## WHAT YOU WILL DO:
Copy exactly the lines from the one containing "drop a point: the white t-shirt" through the last line of the records, both included, and nothing more.

## RECORDS FOR THE EXERCISE:
☆ ☆ ☆ ☆ ☆

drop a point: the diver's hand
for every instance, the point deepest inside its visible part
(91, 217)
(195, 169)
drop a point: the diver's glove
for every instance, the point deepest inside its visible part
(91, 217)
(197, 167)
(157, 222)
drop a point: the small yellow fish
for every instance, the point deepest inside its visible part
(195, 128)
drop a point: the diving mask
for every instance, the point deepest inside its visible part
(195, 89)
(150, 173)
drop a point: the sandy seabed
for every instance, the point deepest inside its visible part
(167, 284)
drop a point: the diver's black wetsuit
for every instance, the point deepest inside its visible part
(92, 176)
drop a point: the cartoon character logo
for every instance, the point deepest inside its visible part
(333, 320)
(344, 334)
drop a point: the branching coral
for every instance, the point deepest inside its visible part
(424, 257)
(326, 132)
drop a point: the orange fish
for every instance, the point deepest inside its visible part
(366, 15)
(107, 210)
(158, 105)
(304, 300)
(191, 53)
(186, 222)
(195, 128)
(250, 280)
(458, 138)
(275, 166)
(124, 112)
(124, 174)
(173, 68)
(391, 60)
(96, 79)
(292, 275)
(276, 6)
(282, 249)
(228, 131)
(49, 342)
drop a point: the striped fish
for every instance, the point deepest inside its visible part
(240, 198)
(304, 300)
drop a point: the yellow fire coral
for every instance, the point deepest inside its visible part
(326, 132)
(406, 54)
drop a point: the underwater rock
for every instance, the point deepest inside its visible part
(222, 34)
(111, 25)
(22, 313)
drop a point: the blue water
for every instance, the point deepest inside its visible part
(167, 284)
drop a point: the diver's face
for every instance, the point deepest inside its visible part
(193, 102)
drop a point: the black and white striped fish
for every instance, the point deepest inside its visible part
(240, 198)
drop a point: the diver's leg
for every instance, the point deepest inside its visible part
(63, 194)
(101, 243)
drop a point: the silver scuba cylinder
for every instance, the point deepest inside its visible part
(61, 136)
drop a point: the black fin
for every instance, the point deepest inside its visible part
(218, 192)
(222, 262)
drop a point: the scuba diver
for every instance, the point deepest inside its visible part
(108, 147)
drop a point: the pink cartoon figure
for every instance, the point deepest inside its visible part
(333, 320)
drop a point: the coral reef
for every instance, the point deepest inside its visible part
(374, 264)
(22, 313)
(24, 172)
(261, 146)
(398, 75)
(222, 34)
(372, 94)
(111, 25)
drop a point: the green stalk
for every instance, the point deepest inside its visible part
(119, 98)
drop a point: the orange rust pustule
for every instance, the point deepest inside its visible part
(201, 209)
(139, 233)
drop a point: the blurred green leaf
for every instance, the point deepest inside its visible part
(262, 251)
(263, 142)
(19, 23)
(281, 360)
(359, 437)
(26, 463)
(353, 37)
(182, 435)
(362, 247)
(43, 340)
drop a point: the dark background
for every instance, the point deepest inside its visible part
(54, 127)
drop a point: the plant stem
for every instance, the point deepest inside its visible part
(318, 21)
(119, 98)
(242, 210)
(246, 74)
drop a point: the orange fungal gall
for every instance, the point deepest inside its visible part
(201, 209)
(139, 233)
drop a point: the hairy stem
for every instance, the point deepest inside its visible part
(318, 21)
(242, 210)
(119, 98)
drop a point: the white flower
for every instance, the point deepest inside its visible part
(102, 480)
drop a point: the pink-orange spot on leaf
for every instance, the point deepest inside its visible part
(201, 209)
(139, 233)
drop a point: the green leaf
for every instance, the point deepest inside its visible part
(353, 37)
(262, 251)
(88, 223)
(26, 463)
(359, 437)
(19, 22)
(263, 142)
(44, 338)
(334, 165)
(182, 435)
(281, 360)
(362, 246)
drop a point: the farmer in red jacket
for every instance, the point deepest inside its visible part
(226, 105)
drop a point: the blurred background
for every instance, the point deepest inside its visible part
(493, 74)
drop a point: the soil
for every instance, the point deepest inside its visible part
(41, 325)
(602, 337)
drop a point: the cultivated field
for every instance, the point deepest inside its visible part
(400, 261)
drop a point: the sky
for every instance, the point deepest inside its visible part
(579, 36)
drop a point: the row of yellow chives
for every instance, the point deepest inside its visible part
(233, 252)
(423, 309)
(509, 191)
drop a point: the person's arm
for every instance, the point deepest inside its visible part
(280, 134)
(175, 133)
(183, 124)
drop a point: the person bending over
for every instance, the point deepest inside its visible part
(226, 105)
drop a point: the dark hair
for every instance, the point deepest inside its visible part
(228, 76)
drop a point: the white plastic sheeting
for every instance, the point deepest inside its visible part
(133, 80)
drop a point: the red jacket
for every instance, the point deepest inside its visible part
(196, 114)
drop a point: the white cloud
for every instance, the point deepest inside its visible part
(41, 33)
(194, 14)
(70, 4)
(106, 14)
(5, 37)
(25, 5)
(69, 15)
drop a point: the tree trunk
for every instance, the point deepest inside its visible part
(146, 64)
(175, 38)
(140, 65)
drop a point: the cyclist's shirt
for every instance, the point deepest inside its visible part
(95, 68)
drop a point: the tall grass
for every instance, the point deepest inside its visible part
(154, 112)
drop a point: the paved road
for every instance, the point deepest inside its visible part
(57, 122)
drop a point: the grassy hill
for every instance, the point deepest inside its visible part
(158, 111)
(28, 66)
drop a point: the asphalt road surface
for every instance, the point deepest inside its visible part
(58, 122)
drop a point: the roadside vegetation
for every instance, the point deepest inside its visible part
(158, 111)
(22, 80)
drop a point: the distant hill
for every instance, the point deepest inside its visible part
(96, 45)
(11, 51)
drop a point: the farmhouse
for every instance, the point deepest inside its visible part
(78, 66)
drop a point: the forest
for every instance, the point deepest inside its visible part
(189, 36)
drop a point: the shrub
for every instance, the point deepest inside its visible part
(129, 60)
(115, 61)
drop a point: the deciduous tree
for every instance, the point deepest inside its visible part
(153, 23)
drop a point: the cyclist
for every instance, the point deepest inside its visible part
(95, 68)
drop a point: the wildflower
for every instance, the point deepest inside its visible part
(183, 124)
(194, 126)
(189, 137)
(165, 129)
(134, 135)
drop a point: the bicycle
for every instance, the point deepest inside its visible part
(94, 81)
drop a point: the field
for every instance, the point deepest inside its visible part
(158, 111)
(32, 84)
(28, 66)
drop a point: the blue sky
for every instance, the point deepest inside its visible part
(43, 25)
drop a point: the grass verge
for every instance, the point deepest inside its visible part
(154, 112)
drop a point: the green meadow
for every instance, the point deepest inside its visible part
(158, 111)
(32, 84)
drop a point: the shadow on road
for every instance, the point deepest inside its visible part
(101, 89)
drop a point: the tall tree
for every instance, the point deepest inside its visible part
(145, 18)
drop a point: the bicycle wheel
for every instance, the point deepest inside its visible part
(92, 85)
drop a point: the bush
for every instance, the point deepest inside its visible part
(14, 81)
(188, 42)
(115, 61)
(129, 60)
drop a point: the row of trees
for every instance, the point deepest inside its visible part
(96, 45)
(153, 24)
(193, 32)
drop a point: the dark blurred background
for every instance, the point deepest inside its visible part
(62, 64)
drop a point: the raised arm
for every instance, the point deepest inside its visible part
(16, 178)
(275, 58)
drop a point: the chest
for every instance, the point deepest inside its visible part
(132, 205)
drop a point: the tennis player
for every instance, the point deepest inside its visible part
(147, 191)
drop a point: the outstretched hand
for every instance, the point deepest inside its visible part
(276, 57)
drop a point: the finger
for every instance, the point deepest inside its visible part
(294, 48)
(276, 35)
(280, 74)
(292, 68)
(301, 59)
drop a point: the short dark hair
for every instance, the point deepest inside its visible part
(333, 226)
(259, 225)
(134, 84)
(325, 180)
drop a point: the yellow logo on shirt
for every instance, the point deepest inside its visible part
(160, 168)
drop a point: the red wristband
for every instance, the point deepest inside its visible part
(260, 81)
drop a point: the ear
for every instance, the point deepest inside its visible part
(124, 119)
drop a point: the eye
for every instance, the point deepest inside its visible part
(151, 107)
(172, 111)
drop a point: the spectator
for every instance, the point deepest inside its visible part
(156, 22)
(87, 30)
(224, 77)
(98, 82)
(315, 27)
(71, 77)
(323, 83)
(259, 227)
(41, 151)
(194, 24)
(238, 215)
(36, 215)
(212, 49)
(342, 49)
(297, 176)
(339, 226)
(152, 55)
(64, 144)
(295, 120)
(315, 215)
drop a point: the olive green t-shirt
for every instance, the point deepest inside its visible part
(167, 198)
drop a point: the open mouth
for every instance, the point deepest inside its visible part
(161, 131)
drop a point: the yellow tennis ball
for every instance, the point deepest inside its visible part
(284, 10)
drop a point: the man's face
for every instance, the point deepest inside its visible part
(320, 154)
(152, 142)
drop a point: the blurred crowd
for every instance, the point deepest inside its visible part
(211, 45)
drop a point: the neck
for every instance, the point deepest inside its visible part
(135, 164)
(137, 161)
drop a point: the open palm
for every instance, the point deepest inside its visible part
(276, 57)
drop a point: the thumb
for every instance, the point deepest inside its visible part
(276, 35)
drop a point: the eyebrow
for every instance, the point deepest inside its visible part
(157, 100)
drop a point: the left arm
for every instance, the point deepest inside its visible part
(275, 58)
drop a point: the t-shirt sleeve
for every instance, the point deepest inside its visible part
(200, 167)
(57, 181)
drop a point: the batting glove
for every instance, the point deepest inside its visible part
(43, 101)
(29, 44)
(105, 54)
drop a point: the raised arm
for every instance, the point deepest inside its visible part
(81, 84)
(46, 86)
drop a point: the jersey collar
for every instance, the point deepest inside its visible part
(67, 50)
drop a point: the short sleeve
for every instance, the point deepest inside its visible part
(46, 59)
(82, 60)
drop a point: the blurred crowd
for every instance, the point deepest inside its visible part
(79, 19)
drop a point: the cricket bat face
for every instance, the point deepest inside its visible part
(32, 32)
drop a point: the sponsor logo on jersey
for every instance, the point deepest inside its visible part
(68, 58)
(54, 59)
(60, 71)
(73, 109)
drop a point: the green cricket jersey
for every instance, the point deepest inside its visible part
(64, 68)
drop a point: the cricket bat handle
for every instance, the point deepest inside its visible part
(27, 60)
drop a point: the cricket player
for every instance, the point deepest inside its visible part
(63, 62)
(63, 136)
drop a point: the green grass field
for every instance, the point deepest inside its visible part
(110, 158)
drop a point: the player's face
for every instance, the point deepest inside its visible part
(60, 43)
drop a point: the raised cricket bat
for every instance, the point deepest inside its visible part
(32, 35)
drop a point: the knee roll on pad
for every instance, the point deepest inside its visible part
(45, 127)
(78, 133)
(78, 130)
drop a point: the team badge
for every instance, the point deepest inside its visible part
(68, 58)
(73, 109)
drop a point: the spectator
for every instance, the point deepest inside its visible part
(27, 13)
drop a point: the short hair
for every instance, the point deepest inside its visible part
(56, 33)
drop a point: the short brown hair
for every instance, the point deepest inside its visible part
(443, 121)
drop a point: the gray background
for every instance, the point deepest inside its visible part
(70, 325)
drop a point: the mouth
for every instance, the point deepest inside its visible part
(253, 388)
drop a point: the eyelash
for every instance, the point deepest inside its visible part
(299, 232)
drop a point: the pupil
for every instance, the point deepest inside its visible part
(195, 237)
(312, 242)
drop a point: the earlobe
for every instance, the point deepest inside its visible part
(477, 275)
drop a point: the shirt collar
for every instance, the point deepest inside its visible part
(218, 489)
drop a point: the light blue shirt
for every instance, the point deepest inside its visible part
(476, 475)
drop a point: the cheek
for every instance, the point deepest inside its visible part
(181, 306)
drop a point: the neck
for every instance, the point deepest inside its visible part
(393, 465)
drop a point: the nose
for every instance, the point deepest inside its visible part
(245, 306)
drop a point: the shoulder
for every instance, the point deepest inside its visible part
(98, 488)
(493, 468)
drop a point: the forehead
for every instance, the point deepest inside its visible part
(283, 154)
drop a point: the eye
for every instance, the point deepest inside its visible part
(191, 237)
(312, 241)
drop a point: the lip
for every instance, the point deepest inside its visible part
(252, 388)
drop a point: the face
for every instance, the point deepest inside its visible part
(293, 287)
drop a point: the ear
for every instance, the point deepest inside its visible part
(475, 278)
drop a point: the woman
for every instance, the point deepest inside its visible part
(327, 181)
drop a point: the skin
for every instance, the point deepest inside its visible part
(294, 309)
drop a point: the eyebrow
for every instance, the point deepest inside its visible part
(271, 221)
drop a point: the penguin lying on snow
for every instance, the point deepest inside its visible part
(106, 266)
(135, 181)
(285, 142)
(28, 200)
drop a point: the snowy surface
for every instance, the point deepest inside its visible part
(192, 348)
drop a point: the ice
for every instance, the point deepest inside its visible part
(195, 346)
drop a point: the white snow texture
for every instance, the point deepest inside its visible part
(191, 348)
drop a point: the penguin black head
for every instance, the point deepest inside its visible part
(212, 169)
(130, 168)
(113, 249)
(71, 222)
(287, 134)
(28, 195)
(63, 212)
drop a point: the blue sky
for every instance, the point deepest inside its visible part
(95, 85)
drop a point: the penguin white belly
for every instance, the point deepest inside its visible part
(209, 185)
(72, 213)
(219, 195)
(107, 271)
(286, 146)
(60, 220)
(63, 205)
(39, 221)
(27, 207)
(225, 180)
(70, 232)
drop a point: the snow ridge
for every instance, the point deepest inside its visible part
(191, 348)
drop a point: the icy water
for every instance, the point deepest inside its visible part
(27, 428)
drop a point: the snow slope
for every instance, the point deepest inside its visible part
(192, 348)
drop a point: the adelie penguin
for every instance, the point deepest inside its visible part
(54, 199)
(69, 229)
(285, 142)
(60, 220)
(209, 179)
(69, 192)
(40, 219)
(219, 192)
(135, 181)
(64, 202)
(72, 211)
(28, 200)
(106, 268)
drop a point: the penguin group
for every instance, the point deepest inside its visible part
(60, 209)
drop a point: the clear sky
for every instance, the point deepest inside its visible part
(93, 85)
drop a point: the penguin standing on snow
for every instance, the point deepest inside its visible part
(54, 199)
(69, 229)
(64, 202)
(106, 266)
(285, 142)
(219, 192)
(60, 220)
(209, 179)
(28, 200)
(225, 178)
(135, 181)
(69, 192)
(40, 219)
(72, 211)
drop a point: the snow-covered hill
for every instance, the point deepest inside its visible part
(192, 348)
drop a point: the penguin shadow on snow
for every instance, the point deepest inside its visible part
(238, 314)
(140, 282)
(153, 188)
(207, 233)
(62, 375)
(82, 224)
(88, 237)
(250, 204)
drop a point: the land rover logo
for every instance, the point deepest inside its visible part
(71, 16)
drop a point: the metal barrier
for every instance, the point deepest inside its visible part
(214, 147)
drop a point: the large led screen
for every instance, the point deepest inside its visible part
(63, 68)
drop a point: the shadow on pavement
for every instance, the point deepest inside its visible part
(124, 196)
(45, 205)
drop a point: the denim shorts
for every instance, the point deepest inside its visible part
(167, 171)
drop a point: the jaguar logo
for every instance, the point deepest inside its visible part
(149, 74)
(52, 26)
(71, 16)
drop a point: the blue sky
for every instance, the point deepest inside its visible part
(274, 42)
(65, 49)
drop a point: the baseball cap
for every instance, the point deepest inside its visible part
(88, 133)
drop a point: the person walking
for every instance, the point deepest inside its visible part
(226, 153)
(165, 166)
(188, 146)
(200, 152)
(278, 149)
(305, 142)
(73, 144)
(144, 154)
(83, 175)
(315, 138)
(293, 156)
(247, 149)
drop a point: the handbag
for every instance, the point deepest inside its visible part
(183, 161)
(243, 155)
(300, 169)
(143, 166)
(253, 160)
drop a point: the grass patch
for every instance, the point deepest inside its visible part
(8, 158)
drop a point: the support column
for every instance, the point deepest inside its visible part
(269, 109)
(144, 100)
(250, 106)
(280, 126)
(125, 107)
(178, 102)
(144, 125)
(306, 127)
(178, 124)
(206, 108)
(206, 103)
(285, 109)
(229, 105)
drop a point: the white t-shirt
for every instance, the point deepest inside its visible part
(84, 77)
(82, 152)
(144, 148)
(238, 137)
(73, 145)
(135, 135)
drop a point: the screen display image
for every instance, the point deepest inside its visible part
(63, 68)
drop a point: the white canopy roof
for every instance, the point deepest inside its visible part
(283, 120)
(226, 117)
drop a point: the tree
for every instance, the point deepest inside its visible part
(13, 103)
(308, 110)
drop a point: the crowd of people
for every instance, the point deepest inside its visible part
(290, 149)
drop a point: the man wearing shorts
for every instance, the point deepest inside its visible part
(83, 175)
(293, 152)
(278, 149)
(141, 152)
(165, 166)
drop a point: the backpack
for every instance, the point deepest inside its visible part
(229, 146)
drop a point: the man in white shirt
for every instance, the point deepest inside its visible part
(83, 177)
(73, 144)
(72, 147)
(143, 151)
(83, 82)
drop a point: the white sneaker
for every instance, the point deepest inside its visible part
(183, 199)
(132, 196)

☆ ☆ ☆ ☆ ☆

## PROBLEM SOLUTION:
drop a point: the white t-shirt
for every instance, the point deepest inside its visible part
(84, 77)
(82, 152)
(144, 148)
(238, 137)
(73, 145)
(135, 135)
drop a point: the screen display image
for every instance, the point deepest inside its visible part
(63, 68)
drop a point: the white canopy roof
for every instance, the point deepest inside its visible part
(283, 120)
(226, 117)
drop a point: the tree
for every instance, the point deepest inside its visible part
(13, 103)
(308, 110)
drop a point: the crowd of people
for every instance, the point deepest inside its visible part
(290, 149)
drop a point: the man wearing shorts
for every instance, the point deepest inside its visible part
(83, 175)
(293, 152)
(278, 149)
(141, 152)
(165, 166)
drop a point: the backpack
for every instance, the point deepest inside its visible part
(229, 146)
drop a point: the man in white shirt
for every instance, the point deepest inside its visible part
(83, 177)
(73, 144)
(72, 147)
(143, 151)
(83, 82)
drop a point: the white sneaker
for every instance, the point deepest inside its visible part
(183, 199)
(132, 196)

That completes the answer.